[start]

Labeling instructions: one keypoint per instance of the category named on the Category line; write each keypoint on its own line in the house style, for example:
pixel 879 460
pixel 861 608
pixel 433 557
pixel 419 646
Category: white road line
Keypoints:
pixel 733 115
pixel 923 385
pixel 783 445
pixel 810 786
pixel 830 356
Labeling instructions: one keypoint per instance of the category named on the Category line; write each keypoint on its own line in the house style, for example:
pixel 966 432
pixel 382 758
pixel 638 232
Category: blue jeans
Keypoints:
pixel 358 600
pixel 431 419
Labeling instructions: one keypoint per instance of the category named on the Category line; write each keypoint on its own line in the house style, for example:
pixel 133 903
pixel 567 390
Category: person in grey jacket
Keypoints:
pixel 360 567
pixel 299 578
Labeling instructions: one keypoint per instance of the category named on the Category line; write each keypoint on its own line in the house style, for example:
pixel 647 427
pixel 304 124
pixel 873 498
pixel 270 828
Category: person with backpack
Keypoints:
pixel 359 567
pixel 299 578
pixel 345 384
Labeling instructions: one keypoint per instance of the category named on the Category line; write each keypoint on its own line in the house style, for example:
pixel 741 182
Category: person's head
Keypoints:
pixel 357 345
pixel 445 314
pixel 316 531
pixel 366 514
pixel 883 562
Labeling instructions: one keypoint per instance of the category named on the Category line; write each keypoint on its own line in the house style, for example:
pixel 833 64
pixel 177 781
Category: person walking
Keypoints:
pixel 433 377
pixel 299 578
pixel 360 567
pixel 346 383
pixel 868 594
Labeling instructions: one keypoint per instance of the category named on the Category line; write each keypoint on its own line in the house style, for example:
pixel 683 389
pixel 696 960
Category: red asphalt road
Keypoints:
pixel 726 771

[end]

Lay out the stretch of the listing from its first line through the line containing "pixel 883 562" as a Markdown table with the columns Row and Line. Give each row's number under Row and the line itself under Line, and omit blank lines.

- Written answer:
| Row | Line |
|---|---|
| 1 | Labeling instructions: one keypoint per instance of the category named on the Category line; write each keypoint on its own line in the house style, for example: |
| 2 | pixel 879 460 |
| 3 | pixel 861 608 |
| 4 | pixel 433 557 |
| 5 | pixel 419 646 |
| 6 | Category: white road line |
| 7 | Keypoints: |
| 8 | pixel 733 115 |
| 9 | pixel 923 385 |
| 10 | pixel 783 445 |
| 11 | pixel 810 786 |
| 12 | pixel 830 356 |
| 13 | Labeling instructions: one keypoint per instance of the category named on the Category line; write each keypoint on its own line in the house style, for example: |
| 14 | pixel 966 432 |
| 15 | pixel 382 758 |
| 16 | pixel 638 232 |
| 17 | Category: blue jeans |
| 18 | Keypoints: |
| 19 | pixel 358 600 |
| 20 | pixel 431 419 |
| 21 | Labeling instructions: one keypoint per instance of the category named on the Category line; write each keypoint on its own line in the house style, for example: |
| 22 | pixel 133 903 |
| 23 | pixel 567 390 |
| 24 | Category: person in grey jacket |
| 25 | Keypoints: |
| 26 | pixel 360 567 |
| 27 | pixel 299 578 |
| 28 | Labeling instructions: one keypoint per instance of the category named on the Category line; write each keypoint on its own line in the house style, for example: |
| 29 | pixel 647 427 |
| 30 | pixel 304 124 |
| 31 | pixel 873 498 |
| 32 | pixel 270 828 |
| 33 | Category: person with backpack |
| 34 | Keypoints: |
| 35 | pixel 359 567 |
| 36 | pixel 299 578 |
| 37 | pixel 345 384 |
| 38 | Labeling instructions: one keypoint per instance of the category named on the Category line; write each keypoint on its own line in the house style, for example: |
| 39 | pixel 741 182 |
| 40 | Category: person's head |
| 41 | Keypoints: |
| 42 | pixel 357 345 |
| 43 | pixel 445 314 |
| 44 | pixel 316 531 |
| 45 | pixel 366 514 |
| 46 | pixel 883 562 |